Direction: Write out only the lines from the line containing "target = potted plant" to the end of the listing below, both included, exactly as they stand. Drop the pictures.

Dataset content:
========================================
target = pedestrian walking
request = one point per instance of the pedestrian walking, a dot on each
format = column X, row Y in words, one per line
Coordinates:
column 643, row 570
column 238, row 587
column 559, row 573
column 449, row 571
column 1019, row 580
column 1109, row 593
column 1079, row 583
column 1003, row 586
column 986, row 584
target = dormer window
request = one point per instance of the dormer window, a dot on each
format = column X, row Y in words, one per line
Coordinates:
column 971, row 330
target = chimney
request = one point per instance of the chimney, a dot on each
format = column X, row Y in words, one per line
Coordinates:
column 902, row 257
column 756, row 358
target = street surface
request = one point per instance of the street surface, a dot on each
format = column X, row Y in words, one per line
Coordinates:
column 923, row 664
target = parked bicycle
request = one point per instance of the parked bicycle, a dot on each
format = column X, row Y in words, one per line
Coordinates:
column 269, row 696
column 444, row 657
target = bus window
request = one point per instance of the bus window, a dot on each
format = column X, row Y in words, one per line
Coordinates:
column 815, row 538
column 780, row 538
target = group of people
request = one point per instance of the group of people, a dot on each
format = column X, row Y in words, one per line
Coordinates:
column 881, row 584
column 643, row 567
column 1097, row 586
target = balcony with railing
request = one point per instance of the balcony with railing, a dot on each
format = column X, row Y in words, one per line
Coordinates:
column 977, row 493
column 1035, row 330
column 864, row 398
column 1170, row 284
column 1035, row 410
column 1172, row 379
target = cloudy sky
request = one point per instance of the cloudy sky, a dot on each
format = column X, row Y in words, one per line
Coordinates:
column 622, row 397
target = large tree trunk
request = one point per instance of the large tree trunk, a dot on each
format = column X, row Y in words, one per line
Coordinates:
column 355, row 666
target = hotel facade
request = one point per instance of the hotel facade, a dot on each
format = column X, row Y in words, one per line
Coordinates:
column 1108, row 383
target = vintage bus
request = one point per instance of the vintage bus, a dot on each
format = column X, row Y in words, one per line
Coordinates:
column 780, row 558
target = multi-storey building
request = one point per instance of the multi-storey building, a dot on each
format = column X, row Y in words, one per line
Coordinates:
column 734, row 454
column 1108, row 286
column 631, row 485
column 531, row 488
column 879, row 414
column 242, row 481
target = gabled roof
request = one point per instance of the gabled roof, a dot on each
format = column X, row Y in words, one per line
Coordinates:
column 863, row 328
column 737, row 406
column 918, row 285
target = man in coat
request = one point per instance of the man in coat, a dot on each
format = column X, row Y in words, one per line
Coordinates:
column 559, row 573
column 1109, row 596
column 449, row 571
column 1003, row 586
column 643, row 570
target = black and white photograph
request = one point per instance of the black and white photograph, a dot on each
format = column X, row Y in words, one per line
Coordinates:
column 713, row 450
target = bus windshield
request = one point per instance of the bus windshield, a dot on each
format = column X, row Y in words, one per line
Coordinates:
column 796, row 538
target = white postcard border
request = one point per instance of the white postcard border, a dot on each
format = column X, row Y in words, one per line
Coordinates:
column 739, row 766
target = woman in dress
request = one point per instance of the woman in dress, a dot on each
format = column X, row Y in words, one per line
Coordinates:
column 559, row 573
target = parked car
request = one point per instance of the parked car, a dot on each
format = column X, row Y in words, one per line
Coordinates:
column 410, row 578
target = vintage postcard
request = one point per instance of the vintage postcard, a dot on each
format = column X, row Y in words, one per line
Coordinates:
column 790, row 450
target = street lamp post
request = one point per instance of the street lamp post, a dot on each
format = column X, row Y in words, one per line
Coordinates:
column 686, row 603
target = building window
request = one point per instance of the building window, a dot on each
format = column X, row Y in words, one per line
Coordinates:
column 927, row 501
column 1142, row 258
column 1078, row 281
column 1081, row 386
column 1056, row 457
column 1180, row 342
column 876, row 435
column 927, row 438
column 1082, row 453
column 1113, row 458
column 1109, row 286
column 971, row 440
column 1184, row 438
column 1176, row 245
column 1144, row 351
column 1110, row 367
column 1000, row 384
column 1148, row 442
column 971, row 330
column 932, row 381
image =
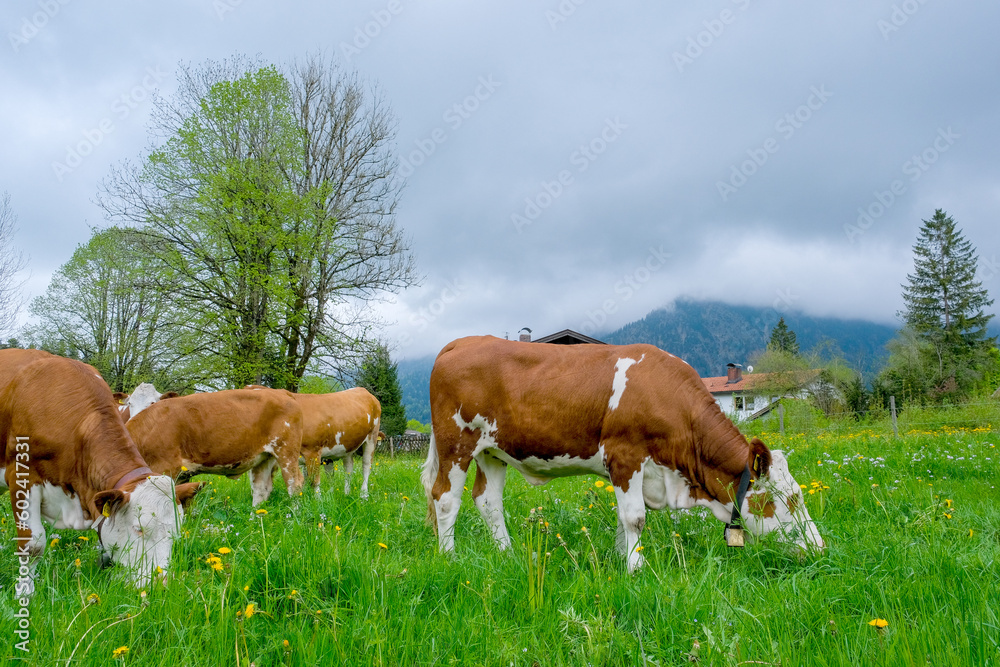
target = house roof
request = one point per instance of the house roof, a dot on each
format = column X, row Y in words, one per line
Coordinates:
column 567, row 337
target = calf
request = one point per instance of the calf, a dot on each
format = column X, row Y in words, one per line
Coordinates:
column 226, row 433
column 68, row 458
column 337, row 425
column 632, row 414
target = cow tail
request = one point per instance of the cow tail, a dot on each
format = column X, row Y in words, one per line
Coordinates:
column 428, row 477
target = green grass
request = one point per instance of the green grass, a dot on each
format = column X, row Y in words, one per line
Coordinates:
column 338, row 597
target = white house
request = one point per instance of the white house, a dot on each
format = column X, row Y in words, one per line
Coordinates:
column 734, row 392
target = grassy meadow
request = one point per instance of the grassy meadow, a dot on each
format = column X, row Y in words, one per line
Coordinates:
column 912, row 526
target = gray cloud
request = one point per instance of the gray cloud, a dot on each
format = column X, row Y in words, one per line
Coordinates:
column 698, row 96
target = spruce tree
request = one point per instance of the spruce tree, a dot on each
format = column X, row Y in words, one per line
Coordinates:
column 783, row 339
column 945, row 305
column 379, row 375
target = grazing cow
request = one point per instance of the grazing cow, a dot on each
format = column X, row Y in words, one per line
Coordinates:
column 226, row 433
column 633, row 414
column 337, row 425
column 68, row 458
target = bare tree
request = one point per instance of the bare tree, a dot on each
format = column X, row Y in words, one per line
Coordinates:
column 12, row 262
column 350, row 252
column 270, row 199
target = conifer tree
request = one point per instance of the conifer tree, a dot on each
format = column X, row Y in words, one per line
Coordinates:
column 379, row 375
column 945, row 305
column 783, row 338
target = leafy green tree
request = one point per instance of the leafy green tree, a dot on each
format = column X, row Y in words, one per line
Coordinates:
column 270, row 208
column 379, row 375
column 101, row 306
column 783, row 338
column 945, row 308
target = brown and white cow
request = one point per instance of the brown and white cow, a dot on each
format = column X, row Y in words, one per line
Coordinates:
column 226, row 433
column 340, row 424
column 68, row 458
column 633, row 414
column 143, row 396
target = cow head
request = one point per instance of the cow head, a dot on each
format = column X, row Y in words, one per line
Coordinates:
column 775, row 505
column 138, row 528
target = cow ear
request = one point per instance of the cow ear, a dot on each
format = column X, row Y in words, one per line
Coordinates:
column 108, row 502
column 186, row 492
column 760, row 458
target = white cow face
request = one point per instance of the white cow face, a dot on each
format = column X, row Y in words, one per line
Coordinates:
column 779, row 495
column 140, row 399
column 140, row 527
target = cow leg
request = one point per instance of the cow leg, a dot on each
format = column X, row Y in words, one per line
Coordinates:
column 631, row 513
column 491, row 475
column 447, row 495
column 261, row 480
column 30, row 541
column 366, row 460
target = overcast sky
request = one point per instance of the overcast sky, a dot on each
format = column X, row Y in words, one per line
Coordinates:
column 570, row 164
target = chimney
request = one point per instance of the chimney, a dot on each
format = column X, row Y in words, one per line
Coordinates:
column 734, row 373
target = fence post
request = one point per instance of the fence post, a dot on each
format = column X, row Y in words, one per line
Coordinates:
column 892, row 408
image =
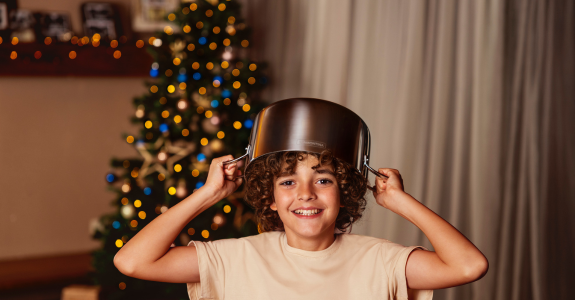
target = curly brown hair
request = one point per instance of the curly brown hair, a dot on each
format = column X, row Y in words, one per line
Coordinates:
column 262, row 172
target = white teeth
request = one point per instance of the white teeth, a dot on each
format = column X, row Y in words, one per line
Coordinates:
column 307, row 212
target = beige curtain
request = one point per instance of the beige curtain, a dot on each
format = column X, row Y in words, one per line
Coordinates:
column 471, row 100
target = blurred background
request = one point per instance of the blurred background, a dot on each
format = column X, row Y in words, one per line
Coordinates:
column 105, row 120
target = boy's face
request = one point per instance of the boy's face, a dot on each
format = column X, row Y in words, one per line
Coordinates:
column 308, row 200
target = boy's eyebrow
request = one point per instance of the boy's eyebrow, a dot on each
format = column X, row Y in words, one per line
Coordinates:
column 324, row 171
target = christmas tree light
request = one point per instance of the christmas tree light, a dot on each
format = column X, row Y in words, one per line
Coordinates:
column 186, row 119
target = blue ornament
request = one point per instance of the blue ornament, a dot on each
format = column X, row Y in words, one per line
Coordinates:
column 110, row 177
column 147, row 191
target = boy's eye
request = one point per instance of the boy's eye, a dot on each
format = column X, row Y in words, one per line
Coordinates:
column 324, row 181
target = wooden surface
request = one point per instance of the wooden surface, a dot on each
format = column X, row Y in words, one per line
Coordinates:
column 44, row 270
column 89, row 61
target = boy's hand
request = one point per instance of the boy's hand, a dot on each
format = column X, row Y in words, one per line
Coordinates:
column 222, row 179
column 389, row 192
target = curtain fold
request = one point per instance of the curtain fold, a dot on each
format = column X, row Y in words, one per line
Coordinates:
column 471, row 100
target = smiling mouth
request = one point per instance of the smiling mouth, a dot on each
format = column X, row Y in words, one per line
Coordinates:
column 307, row 212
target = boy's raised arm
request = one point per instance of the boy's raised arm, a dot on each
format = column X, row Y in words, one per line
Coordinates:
column 456, row 260
column 148, row 254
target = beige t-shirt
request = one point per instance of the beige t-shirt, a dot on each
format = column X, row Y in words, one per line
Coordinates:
column 264, row 266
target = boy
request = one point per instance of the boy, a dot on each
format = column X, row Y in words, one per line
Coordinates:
column 300, row 199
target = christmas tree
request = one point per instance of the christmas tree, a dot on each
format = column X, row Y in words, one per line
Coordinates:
column 201, row 103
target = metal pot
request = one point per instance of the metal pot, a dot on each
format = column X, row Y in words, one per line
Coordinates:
column 311, row 125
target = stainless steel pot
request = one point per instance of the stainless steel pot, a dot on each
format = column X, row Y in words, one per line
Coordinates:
column 311, row 125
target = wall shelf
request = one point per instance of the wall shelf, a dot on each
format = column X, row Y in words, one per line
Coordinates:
column 89, row 61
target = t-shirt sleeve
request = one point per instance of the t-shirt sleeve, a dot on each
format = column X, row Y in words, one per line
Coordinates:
column 212, row 272
column 395, row 259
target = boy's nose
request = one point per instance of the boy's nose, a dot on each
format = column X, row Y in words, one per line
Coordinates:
column 306, row 193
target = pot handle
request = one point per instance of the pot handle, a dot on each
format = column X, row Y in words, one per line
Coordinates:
column 227, row 162
column 372, row 170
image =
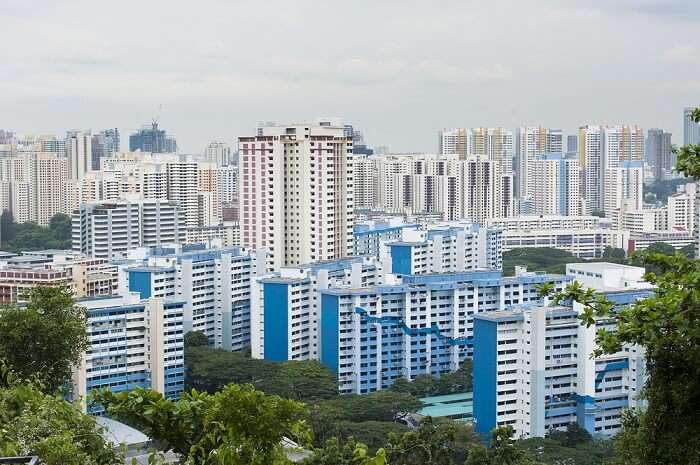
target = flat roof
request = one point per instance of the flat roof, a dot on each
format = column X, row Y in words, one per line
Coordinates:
column 597, row 266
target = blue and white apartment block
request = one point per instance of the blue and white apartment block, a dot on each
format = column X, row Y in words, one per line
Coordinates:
column 214, row 284
column 533, row 368
column 286, row 327
column 422, row 324
column 133, row 343
column 446, row 247
column 370, row 235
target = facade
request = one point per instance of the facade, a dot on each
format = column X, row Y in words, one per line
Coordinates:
column 218, row 153
column 227, row 234
column 454, row 142
column 297, row 192
column 624, row 187
column 681, row 208
column 110, row 229
column 551, row 222
column 534, row 368
column 366, row 181
column 445, row 248
column 78, row 153
column 287, row 323
column 373, row 335
column 530, row 144
column 214, row 284
column 33, row 186
column 103, row 144
column 583, row 243
column 639, row 241
column 133, row 343
column 153, row 140
column 691, row 129
column 603, row 148
column 659, row 153
column 370, row 235
column 554, row 185
column 647, row 219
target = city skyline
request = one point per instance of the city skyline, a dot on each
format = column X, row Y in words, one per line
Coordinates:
column 217, row 87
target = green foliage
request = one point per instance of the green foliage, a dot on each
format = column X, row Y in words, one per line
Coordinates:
column 8, row 228
column 45, row 339
column 350, row 453
column 427, row 385
column 343, row 416
column 237, row 425
column 433, row 442
column 209, row 370
column 552, row 452
column 31, row 236
column 572, row 436
column 667, row 325
column 502, row 451
column 614, row 254
column 34, row 423
column 574, row 446
column 372, row 433
column 61, row 227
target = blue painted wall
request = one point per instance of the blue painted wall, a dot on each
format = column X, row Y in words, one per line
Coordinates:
column 401, row 262
column 276, row 310
column 140, row 281
column 485, row 348
column 329, row 331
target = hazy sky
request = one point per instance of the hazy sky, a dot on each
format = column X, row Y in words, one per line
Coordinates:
column 397, row 69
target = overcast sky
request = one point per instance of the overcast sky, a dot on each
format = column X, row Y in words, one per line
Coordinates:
column 397, row 69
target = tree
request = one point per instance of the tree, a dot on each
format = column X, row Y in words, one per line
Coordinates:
column 307, row 380
column 7, row 227
column 45, row 339
column 667, row 325
column 432, row 443
column 572, row 436
column 61, row 227
column 34, row 423
column 350, row 453
column 238, row 425
column 502, row 451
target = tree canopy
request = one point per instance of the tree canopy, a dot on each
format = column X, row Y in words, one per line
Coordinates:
column 31, row 236
column 35, row 423
column 238, row 425
column 43, row 340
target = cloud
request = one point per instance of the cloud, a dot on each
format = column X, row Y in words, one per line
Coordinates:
column 681, row 53
column 398, row 70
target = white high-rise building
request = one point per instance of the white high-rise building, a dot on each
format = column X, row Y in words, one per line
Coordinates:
column 531, row 142
column 691, row 129
column 33, row 184
column 79, row 153
column 110, row 229
column 602, row 148
column 454, row 142
column 554, row 185
column 624, row 187
column 297, row 192
column 365, row 184
column 681, row 209
column 219, row 153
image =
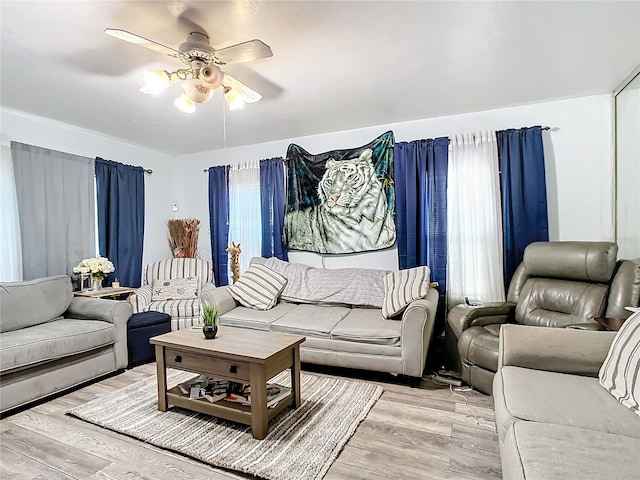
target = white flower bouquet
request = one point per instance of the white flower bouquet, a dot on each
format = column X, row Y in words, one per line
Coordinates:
column 99, row 267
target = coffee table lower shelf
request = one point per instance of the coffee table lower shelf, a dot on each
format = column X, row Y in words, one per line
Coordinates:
column 222, row 409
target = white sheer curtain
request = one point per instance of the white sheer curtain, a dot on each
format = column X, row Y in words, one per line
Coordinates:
column 474, row 220
column 10, row 243
column 245, row 224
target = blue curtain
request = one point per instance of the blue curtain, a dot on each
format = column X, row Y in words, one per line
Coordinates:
column 524, row 193
column 421, row 209
column 410, row 172
column 437, row 166
column 219, row 222
column 120, row 193
column 272, row 207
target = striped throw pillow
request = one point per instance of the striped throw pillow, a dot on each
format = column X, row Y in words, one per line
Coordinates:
column 403, row 287
column 175, row 288
column 258, row 288
column 620, row 372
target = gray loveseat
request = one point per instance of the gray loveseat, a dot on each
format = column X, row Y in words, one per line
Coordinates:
column 50, row 340
column 337, row 333
column 554, row 419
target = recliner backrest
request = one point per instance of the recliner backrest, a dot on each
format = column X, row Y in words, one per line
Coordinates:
column 562, row 283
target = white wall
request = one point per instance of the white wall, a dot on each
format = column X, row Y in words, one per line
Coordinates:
column 578, row 155
column 46, row 133
column 578, row 152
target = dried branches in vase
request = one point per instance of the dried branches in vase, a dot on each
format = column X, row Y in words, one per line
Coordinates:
column 191, row 231
column 235, row 252
column 176, row 235
column 183, row 237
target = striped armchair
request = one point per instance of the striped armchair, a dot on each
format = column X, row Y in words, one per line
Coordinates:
column 184, row 311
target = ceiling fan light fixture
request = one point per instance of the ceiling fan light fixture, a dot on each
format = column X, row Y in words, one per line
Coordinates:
column 196, row 90
column 211, row 75
column 184, row 104
column 155, row 81
column 236, row 102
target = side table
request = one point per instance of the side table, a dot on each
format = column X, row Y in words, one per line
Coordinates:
column 106, row 292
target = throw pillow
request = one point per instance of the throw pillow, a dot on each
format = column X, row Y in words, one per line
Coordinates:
column 174, row 288
column 258, row 287
column 619, row 374
column 403, row 287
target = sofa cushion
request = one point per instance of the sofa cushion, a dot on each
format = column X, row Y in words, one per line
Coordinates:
column 23, row 304
column 49, row 341
column 549, row 302
column 559, row 398
column 188, row 308
column 402, row 288
column 620, row 372
column 259, row 287
column 339, row 286
column 255, row 319
column 174, row 288
column 367, row 326
column 587, row 261
column 312, row 320
column 537, row 451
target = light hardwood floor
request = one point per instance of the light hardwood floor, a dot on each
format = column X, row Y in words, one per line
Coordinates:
column 411, row 433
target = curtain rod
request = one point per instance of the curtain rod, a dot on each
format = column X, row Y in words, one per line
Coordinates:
column 285, row 160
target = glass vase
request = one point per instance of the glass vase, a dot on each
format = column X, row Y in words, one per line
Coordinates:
column 96, row 284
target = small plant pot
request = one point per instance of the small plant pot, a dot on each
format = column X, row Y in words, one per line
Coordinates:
column 210, row 332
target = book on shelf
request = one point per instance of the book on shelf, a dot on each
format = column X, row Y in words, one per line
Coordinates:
column 241, row 393
column 203, row 387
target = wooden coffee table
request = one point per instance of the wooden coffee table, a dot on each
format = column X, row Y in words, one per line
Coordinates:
column 237, row 355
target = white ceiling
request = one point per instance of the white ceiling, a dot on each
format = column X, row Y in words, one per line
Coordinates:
column 335, row 66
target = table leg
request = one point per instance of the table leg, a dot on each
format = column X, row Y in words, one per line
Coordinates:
column 162, row 378
column 295, row 377
column 259, row 417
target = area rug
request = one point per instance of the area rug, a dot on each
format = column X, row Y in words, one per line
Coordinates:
column 301, row 443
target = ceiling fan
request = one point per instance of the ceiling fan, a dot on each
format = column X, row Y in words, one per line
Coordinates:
column 202, row 74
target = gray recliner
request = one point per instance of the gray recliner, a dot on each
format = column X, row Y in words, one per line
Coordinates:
column 558, row 284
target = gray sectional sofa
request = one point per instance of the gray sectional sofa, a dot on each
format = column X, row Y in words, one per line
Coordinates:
column 50, row 341
column 554, row 419
column 351, row 335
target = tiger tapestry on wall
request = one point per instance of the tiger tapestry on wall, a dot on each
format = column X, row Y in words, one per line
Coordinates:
column 341, row 201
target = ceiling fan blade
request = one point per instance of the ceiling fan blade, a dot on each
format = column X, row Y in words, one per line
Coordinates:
column 249, row 95
column 244, row 52
column 143, row 42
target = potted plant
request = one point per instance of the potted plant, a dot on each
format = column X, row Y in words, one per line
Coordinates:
column 209, row 315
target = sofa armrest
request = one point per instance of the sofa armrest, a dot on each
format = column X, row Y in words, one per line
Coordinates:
column 593, row 326
column 462, row 317
column 564, row 350
column 113, row 311
column 417, row 329
column 220, row 297
column 140, row 299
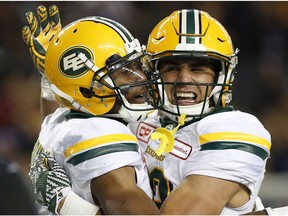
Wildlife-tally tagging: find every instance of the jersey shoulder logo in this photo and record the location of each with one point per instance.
(70, 65)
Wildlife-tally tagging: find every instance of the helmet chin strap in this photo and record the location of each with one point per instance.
(133, 114)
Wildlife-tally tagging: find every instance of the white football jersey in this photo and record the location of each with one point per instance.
(88, 147)
(229, 145)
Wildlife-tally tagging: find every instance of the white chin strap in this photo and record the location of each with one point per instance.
(189, 110)
(74, 103)
(133, 115)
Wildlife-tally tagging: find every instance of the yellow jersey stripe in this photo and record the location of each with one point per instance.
(232, 136)
(111, 138)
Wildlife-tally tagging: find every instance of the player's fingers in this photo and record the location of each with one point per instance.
(55, 17)
(26, 35)
(43, 18)
(33, 24)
========================================
Result:
target = potted plant
request = one point per instance of the potted plant, a dot on each
format = column X, row Y in words, one per line
Coordinates:
column 209, row 315
target = sofa armrest
request = one point per instance of the sofa armrest, a dot on each
format = column X, row Y in words, one per line
Coordinates:
column 593, row 326
column 462, row 317
column 564, row 350
column 113, row 311
column 417, row 329
column 220, row 297
column 140, row 299
Wildlife-tally tagging: find every instance of the jersey shoulder logo in this photo and record the location of each with one point per instance.
(70, 65)
Wildlife-tally tagging: find every instance of the helmet chin strap in this photo and record the location of each with one point per instance.
(133, 114)
Wildlife-tally tagging: find every instance of the white football jersey in this photo and record the location of each with one point per instance.
(88, 147)
(229, 145)
Wildlife-tally tagging: find every instance of the white chin strap in this photo and record the location of each with one point per instance.
(189, 110)
(74, 103)
(133, 115)
Wildlife-tally tagging: find every instance of the yellow jersey stripe in this photo and record the location of each with one point per instance.
(232, 136)
(111, 138)
Wildlife-tally tagging: find every instance of the player's fingers in this photo and record the location of each with one point per instance.
(55, 17)
(26, 35)
(43, 18)
(33, 24)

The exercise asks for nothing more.